● **Given text**
——

Note that GC/STW latencies are not even part of the equation here: if you try running this program with the GC disabled (GOGC=off), you should get the exact same results (with Go 1.6+ at least).

So, how can we fix this?

Round II: Pointers

An idea that naturally comes to mind when trying to reduce copying is to use pointers.
The code is as follows:

package main

import (
	"fmt"
	"time"

	"github.com/pkg/profile"
)

// -----------------------------------------------------------------------------

// Int provides an `int64` that implements the `Summable` interface.
type Int int64

// Sum simply adds two `Int`s.
func (i *Int) Sum(i2 Int) *Int { *i += i2; return i }

type Summable interface {
	Sum(i Int) *Int
}

// -----------------------------------------------------------------------------

const nbOps int = 1e8

func main() {
	defer profile.Start(profile.CPUProfile).Stop()

	var start time.Time
	var zero Int

	var iConcrete *Int = &zero
	start = time.Now()
	for i := 0; i < nbOps; i++ {
		iConcrete = iConcrete.Sum(Int(10))
	}
	_ = iConcrete
	fmt.Printf("[concrete]  computed %d sums in %v\n", nbOps, time.Now().Sub(start))

	var iInterface Summable = &zero
	start = time.Now()
	for i := 0; i < nbOps; i++ {
		iInterface = iInterface.Sum(Int(10))
	}
	_ = iInterface
	fmt.Printf("[interface] computed %d sums in %v\n", nbOps, time.Now().Sub(start))
}

The code is almost the same, except that Sum now applies to a pointer and returns that same pointer as a result.

The results look like these:

$ go version
go version go1.6.2 darwin/amd64
$ sysctl -n machdep.cpu.brand_string
Intel(R) Core(TM) i7-4870HQ CPU @ 2.50GHz
$ go run concrete_vs_interface_pointers.go
[concrete]  computed 100000000 sums in 178.189757ms
[interface] computed 100000000 sums in 593.659837ms

4x slower concrete calls

The reason for this slow-down is simply the overhead of dereferencing the iConcrete pointer for each summation.

Not much more we can do here.

5x faster interface calls

The reason for this speed-up is that we've completely removed the need to allocate sizeof(Int) on the heap and copy values around every time we assign the return value of Sum to iInterface.

A quick look at the pprof trace will confirm our thoughts:

  flat  flat%   sum%        cum   cum%
 280ms 56.00% 56.00%      280ms 56.00%  main.(*Int).Sum
 150ms 30.00% 86.00%      430ms 86.00%  main.main
  70ms 14.00%   100%       70ms 14.00%  runtime.usleep
     0     0%   100%      430ms 86.00%  runtime.goexit
     0     0%   100%      430ms 86.00%  runtime.main
     0     0%   100%       70ms 14.00%  runtime.mstart
     0     0%   100%       70ms 14.00%  runtime.mstart1
     0     0%   100%       70ms 14.00%  runtime.sysmon

There is effectively no trace of runtime.mallocgc, runtime.convT2I or anything else that's part of the process of converting types to interfaces (T2I) here.

——

● **Dataset**

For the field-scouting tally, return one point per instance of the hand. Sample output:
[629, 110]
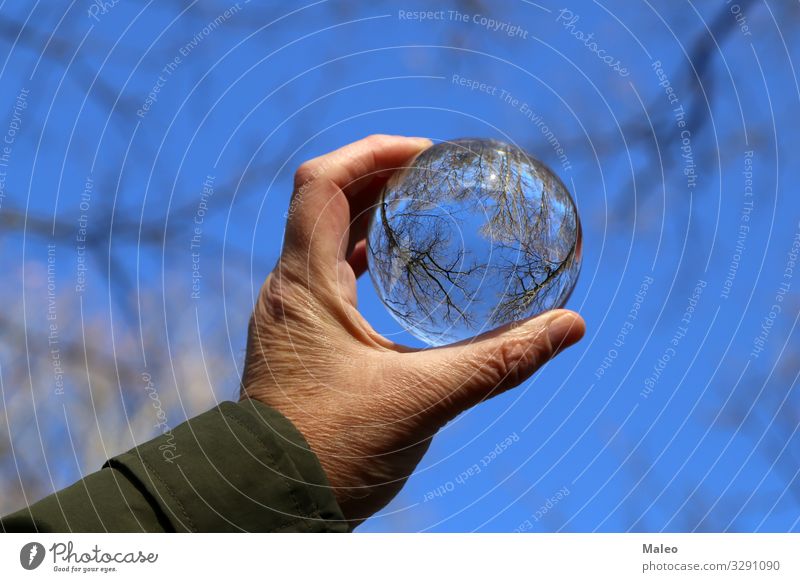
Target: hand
[367, 406]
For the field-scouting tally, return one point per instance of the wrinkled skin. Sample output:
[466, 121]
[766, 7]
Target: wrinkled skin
[367, 406]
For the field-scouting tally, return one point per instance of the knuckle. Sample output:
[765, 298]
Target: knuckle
[305, 173]
[512, 363]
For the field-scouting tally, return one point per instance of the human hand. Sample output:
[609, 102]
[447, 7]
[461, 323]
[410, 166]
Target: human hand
[367, 406]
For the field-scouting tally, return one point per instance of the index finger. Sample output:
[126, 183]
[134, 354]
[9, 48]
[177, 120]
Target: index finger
[327, 186]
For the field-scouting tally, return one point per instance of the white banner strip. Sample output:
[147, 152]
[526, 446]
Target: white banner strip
[460, 557]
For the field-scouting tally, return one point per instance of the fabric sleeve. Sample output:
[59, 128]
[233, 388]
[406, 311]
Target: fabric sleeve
[238, 467]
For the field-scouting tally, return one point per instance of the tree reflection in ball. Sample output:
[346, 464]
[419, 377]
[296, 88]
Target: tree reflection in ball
[474, 234]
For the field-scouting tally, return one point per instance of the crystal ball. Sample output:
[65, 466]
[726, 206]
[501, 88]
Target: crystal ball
[471, 235]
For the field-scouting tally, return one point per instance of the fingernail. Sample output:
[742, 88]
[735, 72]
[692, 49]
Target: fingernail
[563, 331]
[422, 142]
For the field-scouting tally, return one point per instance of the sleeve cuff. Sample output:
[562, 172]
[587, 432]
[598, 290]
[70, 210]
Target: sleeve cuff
[237, 467]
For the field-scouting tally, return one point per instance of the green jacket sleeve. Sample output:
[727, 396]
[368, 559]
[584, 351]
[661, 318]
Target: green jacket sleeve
[237, 467]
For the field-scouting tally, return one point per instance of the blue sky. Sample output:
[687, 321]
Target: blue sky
[678, 410]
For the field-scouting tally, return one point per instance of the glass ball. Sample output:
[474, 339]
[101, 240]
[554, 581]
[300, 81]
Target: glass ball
[473, 234]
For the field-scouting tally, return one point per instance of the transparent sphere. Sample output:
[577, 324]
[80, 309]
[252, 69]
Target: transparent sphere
[475, 233]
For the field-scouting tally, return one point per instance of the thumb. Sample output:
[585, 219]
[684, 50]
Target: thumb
[472, 371]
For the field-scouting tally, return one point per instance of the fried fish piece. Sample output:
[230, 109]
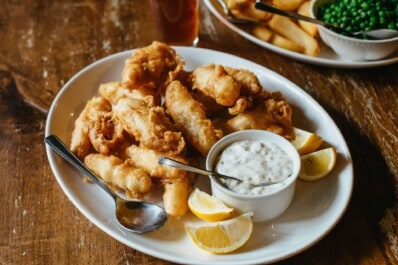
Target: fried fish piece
[151, 67]
[134, 181]
[149, 125]
[246, 79]
[175, 196]
[147, 159]
[94, 128]
[106, 134]
[113, 91]
[270, 112]
[190, 117]
[214, 81]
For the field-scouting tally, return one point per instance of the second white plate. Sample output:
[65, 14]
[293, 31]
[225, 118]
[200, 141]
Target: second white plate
[327, 57]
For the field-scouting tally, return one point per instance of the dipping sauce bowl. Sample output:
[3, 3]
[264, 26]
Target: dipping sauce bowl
[272, 200]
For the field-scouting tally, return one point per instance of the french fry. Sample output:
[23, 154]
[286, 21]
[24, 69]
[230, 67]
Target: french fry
[304, 10]
[290, 30]
[262, 33]
[245, 9]
[287, 4]
[282, 42]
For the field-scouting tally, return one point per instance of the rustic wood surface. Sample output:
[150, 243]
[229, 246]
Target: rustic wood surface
[44, 43]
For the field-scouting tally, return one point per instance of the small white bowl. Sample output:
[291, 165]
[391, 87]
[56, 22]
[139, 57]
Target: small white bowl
[264, 207]
[352, 48]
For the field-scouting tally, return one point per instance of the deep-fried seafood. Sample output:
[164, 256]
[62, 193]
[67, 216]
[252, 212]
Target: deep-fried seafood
[271, 113]
[113, 91]
[134, 181]
[246, 79]
[215, 82]
[105, 134]
[147, 159]
[94, 128]
[190, 118]
[232, 87]
[149, 125]
[151, 67]
[175, 196]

——

● **Written tasks**
a. Return the part of the Go benchmark text starting with "A quick look" and going on through "interfaces (T2I) here.".
b. Sum up the Go benchmark text in two sentences.
c. Extend the Go benchmark text on concrete versus interface calls, beginning right after its final sentence.

● **Task answers**
a.
A quick look at the pprof trace will confirm our thoughts:

  flat  flat%   sum%        cum   cum%
 280ms 56.00% 56.00%      280ms 56.00%  main.(*Int).Sum
 150ms 30.00% 86.00%      430ms 86.00%  main.main
  70ms 14.00%   100%       70ms 14.00%  runtime.usleep
     0     0%   100%      430ms 86.00%  runtime.goexit
     0     0%   100%      430ms 86.00%  runtime.main
     0     0%   100%       70ms 14.00%  runtime.mstart
     0     0%   100%       70ms 14.00%  runtime.mstart1
     0     0%   100%       70ms 14.00%  runtime.sysmon

There is effectively no trace of runtime.mallocgc, runtime.convT2I or anything else that's part of the process of converting types to interfaces (T2I) here.

b. When Sum is changed to apply to a pointer and return that same pointer, concrete calls become 4x slower because the pointer must be dereferenced for each summation. Interface calls become 5x faster because there is no longer any need to allocate on the heap and copy values at every assignment, and the pprof trace confirms this by showing no runtime.mallocgc or runtime.convT2I.

c.
This is still 3-4x slower than concrete calls though; can we make it even faster?

Round III: In-place

Since we're now applying Sum to a pointer, we might as well not return anything.
This will make some nice chaining patterns impossible but, on the other hand, should entirely remove the overhead of creating an interface every time we assign the return value of Sum to iInterface.
The code is as follows:

package main

import (
	"fmt"
	"time"

	"github.com/pkg/profile"
)

// -----------------------------------------------------------------------------

// Int provides an `int64` that implements the `Summable` interface.
type Int int64

// Sum simply adds two `Int`s.
func (i *Int) Sum(i2 Int) { *i += i2 }

type Summable interface {
	Sum(i Int)
}

// -----------------------------------------------------------------------------

const nbOps int = 1e8

func main() {
	defer profile.Start(profile.CPUProfile).Stop()

	var start time.Time
	var zero Int

	var iConcrete *Int = &zero
	start = time.Now()
	for i := 0; i < nbOps; i++ {
		iConcrete.Sum(Int(10))
	}
	_ = iConcrete
	fmt.Printf("[concrete]  computed %d sums in %v\n", nbOps, time.Now().Sub(start))

	var iInterface Summable = &zero
	start = time.Now()
	for i := 0; i < nbOps; i++ {
		iInterface.Sum(Int(10))
	}
	_ = iInterface
	fmt.Printf("[interface] computed %d sums in %v\n", nbOps, time.Now().Sub(start))
}

The results look like these:

$ go version
go version go1.6.2 darwin/amd64
$ sysctl -n machdep.cpu.brand_string
Intel(R) Core(TM) i7-4870HQ CPU @ 2.50GHz
$ go run concrete_vs_interface_pointers_inplace.go
[concrete]  computed 100000000 sums in 215.192313ms
[interface] computed 100000000 sums in 222.486475ms

The overhead of going through an interface is now barely noticeable.. in fact, it's sometimes even faster than the concrete calls!

Wait... did the concrete calls just get slower?!

Yes, they did.
Removing the return value of the Sum method noticeably made the concrete calls ~17% slower (going from 180ms on average to 210ms).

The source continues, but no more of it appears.